[Location identification items]
= = = =

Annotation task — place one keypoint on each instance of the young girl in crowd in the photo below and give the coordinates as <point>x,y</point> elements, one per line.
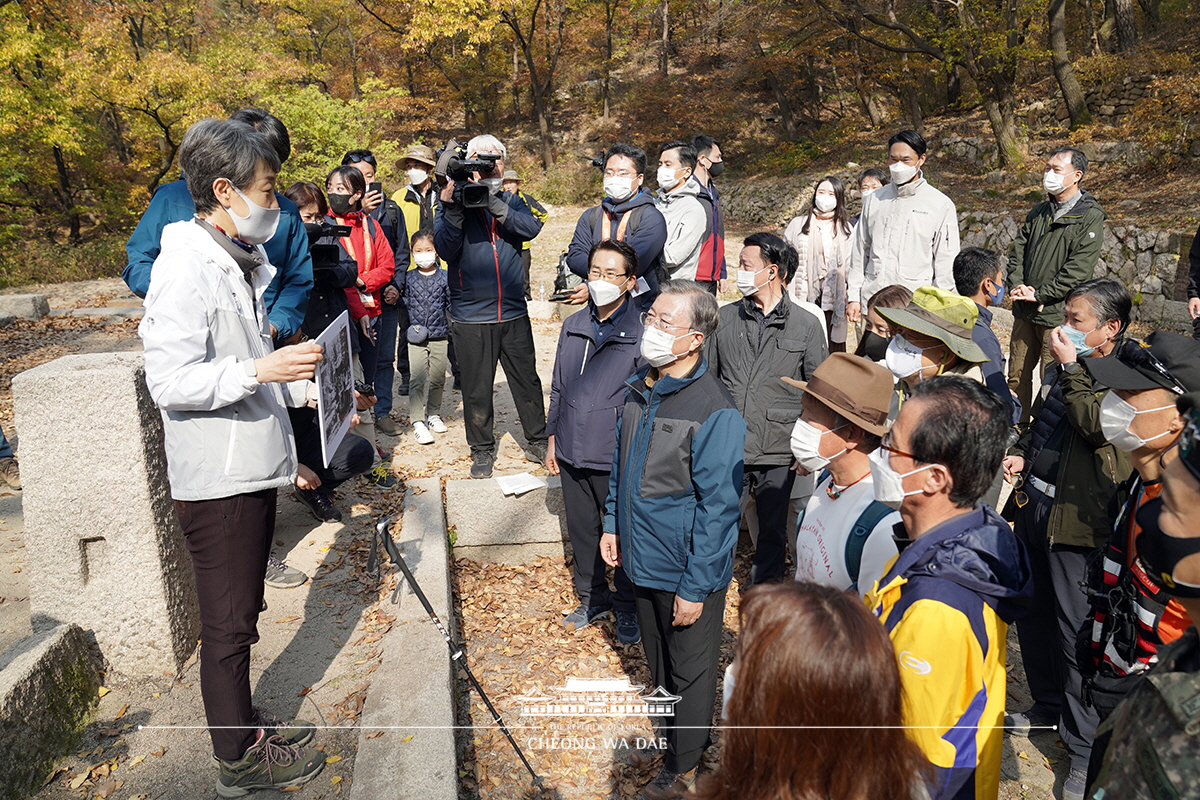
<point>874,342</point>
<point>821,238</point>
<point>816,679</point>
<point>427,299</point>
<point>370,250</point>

= = = =

__GIVEN TASK__: Edit the items above by replacing "keypoint" with "marker" and keeping everything else the same. Leave the pictures out of your version.

__FINAL RESULT__:
Annotation task — place one marker on each instance of the young girl in crowd in the photo below and give the coordinates as <point>x,y</point> elements, one per line.
<point>874,342</point>
<point>821,238</point>
<point>816,679</point>
<point>427,299</point>
<point>370,250</point>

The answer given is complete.